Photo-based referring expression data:
- Opening Delimiter -

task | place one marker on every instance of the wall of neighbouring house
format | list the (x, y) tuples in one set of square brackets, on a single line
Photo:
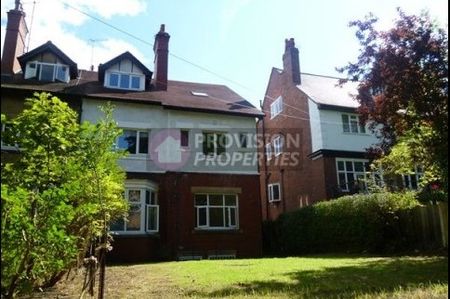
[(177, 220)]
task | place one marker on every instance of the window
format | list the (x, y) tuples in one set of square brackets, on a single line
[(214, 143), (276, 107), (133, 141), (124, 81), (269, 151), (352, 174), (184, 138), (216, 211), (47, 71), (411, 181), (351, 124), (278, 145), (274, 192), (143, 215)]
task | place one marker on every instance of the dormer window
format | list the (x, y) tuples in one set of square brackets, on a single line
[(125, 80), (50, 72)]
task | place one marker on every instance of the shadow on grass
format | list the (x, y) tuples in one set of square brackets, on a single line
[(344, 282)]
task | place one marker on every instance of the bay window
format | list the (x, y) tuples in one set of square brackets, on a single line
[(143, 213)]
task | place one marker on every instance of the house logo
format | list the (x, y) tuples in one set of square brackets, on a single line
[(166, 151)]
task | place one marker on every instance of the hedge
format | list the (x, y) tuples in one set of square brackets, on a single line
[(351, 224)]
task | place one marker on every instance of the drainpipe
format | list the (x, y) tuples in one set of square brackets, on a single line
[(266, 174), (282, 191)]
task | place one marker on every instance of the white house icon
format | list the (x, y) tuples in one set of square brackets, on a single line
[(169, 151)]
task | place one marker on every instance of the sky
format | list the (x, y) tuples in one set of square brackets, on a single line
[(230, 42)]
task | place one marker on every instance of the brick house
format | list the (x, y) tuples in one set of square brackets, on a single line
[(190, 194), (315, 148)]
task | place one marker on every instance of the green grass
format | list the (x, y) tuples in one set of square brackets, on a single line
[(307, 277)]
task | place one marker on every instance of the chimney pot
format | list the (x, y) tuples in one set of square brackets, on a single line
[(161, 49), (291, 62), (14, 43)]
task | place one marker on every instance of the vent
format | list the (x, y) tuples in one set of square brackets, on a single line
[(199, 93)]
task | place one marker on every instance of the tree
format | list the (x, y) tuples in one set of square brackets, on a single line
[(59, 195), (403, 90)]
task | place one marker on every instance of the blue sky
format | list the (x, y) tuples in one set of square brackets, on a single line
[(240, 40)]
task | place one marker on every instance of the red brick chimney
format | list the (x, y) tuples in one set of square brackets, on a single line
[(14, 43), (291, 63), (161, 49)]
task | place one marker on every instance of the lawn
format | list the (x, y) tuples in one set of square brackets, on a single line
[(295, 277)]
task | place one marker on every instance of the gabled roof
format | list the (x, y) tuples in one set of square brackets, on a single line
[(49, 47), (178, 96), (326, 91), (126, 55)]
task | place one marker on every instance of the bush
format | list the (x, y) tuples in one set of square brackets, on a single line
[(357, 223)]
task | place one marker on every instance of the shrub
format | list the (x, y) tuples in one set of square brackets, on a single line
[(357, 223)]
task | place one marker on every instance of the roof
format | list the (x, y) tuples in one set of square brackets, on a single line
[(325, 90), (220, 99), (126, 55), (49, 47)]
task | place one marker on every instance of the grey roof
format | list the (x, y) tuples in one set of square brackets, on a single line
[(325, 90)]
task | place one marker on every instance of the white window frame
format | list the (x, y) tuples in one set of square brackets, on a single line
[(276, 107), (357, 175), (188, 137), (208, 206), (32, 72), (138, 132), (269, 151), (352, 124), (145, 208), (120, 74), (270, 191), (278, 145), (408, 178)]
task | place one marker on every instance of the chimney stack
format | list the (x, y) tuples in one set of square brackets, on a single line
[(291, 63), (161, 49), (14, 43)]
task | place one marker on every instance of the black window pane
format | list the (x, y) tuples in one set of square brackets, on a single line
[(200, 200), (184, 138), (349, 166), (47, 72), (143, 142), (114, 80), (216, 200), (201, 216), (276, 192), (216, 217), (135, 82), (345, 125), (221, 143), (124, 81), (118, 225), (208, 144), (230, 200), (359, 166)]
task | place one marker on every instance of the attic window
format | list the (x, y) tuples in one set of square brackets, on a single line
[(199, 94), (47, 71)]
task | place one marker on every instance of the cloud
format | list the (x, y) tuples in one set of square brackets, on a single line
[(54, 20), (228, 15)]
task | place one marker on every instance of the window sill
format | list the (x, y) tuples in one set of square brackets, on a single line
[(204, 231)]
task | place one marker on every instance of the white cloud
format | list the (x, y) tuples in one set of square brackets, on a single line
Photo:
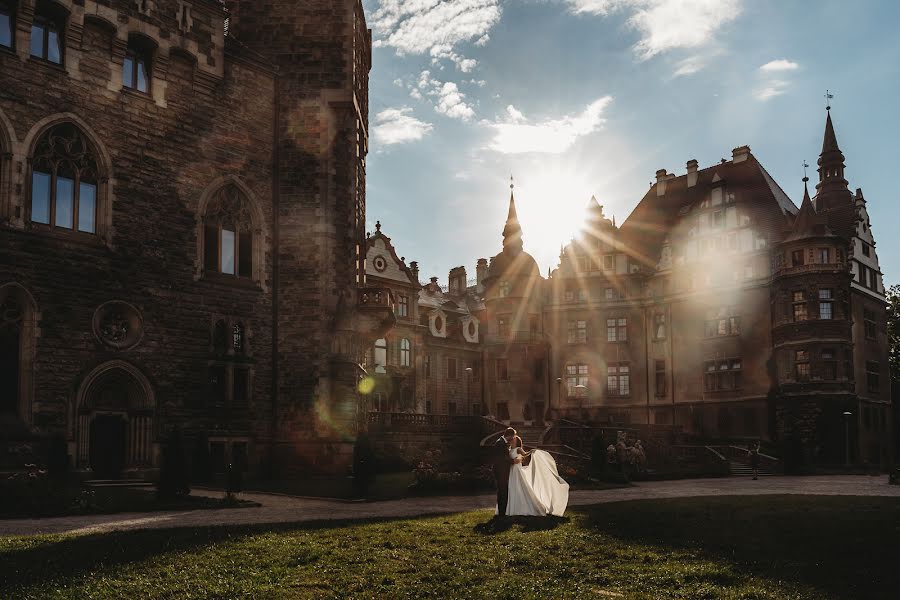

- Closing Delimiter -

ABOUT THIS EXERCISE: Working from the data above, extract solely the lines from the one containing "task | place one marker on every instance of the shrub" through the one containing "task | place one marker on every instance of the cloud", exactly as they appear, both included.

ANSWER SPACE:
task | place one marker on every instance of the shrub
format | list the (x, y) tuples in one set of square brackets, on a single line
[(357, 223)]
task | place one marker on every instance of the roof
format | list the (x, y) tuples in one set of square brackets, on a single line
[(325, 90), (220, 99), (126, 55), (49, 47)]
task | place one marker on every instance of the grey roof
format | list the (x, y) tuples in one set of square brackets, on a single line
[(325, 90)]
task | place one marker on every instance of the white window frame
format | list the (x, y) tuples in one set of square brackets, on a single line
[(276, 107), (357, 175), (188, 137), (208, 206), (32, 72), (138, 132), (269, 151), (352, 124), (145, 208), (120, 74), (270, 191), (278, 145), (408, 178)]
task | place one marker on every instance of the chimney stack
format | list the (x, y) tuples in one set of square brackets, on a single line
[(291, 63), (161, 49), (14, 43)]
task | place one marker on every instance of the black window pane
format | list the (x, y) tuples in one set of square brackets, on a single line
[(200, 200), (184, 138), (349, 166), (47, 72), (143, 142), (114, 80), (216, 200), (201, 216), (276, 192), (216, 217), (135, 82), (345, 125), (221, 143), (124, 81), (118, 225), (208, 144), (230, 200), (359, 166)]
task | place one marker on every instance of the attic window
format | list the (x, y) tuples in one set of square brackets, on a single line
[(199, 94), (47, 71)]
task | place one marker on every instance of the cloud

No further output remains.